* **WHAT IS REQUIRED**
Rewrite the records starting at the beginning and ending at the line that contains "[[124, 280], [663, 563]]", keeping every line, and shift each point coordinate in the answers by -6 while all other numbers stay unchanged. Leave the pictures out of your reply.

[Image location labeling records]
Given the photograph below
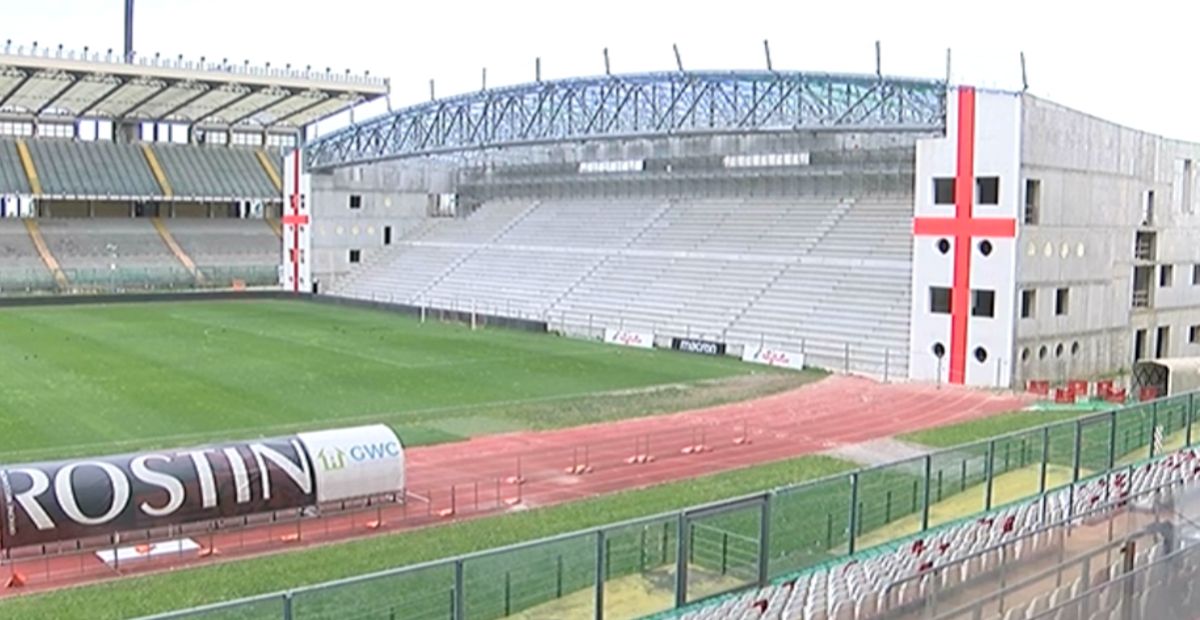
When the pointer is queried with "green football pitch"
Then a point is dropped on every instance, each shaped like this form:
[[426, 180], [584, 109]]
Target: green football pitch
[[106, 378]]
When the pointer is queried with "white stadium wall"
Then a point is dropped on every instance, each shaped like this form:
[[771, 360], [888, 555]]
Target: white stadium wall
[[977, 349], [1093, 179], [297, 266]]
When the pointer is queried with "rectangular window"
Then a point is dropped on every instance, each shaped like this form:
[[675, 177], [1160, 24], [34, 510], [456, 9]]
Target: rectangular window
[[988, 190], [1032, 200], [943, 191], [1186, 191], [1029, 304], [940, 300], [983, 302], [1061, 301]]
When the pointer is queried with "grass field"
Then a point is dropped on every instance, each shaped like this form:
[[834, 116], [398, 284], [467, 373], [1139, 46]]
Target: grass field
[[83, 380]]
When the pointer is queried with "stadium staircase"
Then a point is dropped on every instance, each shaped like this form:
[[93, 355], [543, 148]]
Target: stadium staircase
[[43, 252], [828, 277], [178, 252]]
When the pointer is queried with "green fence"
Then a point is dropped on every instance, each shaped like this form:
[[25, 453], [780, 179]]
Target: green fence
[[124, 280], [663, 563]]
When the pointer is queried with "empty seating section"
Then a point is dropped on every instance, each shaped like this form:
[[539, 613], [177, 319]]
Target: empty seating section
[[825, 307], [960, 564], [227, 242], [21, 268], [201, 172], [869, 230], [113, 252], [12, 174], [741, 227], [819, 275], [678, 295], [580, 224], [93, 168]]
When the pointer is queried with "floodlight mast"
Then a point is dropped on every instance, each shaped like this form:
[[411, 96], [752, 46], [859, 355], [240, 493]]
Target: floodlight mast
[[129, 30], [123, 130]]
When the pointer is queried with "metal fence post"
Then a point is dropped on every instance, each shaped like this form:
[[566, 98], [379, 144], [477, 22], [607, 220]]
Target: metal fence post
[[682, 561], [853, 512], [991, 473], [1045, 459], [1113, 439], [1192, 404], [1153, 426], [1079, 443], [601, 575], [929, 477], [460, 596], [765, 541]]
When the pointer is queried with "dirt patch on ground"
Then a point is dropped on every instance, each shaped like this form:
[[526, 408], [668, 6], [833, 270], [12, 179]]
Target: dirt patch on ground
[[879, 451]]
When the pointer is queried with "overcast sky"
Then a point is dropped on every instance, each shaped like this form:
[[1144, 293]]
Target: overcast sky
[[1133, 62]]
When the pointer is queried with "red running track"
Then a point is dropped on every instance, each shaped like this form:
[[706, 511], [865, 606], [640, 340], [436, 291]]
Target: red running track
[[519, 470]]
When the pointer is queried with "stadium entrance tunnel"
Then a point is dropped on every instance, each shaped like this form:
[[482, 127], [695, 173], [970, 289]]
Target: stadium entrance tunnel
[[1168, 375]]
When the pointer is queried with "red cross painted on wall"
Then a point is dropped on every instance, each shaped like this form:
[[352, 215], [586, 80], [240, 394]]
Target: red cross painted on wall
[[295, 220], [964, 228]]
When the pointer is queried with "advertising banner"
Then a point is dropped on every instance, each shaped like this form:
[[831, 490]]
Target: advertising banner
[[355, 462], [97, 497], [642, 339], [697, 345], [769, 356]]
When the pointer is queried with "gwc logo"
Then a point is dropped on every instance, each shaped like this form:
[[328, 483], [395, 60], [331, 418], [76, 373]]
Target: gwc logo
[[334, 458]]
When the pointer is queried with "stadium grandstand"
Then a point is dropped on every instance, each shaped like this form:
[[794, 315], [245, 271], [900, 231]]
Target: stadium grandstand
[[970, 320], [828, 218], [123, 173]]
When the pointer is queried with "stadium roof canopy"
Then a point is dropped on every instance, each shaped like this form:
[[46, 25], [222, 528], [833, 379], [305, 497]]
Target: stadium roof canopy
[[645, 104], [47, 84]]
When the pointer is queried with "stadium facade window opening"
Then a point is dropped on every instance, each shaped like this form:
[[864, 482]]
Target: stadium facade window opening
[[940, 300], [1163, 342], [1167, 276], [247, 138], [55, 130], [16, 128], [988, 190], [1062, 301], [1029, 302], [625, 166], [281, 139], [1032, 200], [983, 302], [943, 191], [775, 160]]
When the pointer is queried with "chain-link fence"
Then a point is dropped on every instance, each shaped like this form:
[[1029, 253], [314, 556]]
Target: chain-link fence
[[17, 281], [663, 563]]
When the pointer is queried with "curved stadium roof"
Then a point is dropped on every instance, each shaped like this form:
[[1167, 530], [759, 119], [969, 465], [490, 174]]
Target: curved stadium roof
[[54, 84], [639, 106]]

* **OUTPUT FOR THIS EXERCISE**
Given the photograph below
When the pointer is queried with "green football pitch"
Then a point is dropped on every instance, each shaped like this form:
[[426, 180], [584, 109]]
Target: green football pitch
[[100, 372]]
When the pointer is queried with "white stadium wall"
Then a point is dropped on every instance, each shaped like this form:
[[771, 360], [888, 555]]
Target: white stadium wall
[[971, 343], [1087, 173], [291, 260]]
When the pointer is queried with "rectangular window"
Then a point is dropped on every instance, each shaped like this form:
[[675, 177], [1160, 24], [34, 510], [456, 9]]
Target: rectangular window
[[982, 184], [1026, 194], [937, 185], [1180, 185], [1023, 298], [934, 294], [977, 296], [1055, 295]]
When the pointer is queried with "grass field"
Then a point is dropped on every instance, each shaped like this form:
[[834, 116], [398, 284], [467, 373], [1139, 46]]
Target: grass field
[[77, 374]]
When the pointer is queried with "stadium staircase"
Then a point is dropped on every instance, each shaped like this form:
[[93, 355], [543, 148]]
Target: stadium staircase
[[37, 246], [822, 271], [172, 246]]
When the pointer is queried with "green fence"
Then a point is dropped on every instance, each shaped like this form:
[[25, 453], [780, 179]]
Target: green fence
[[118, 274], [657, 557]]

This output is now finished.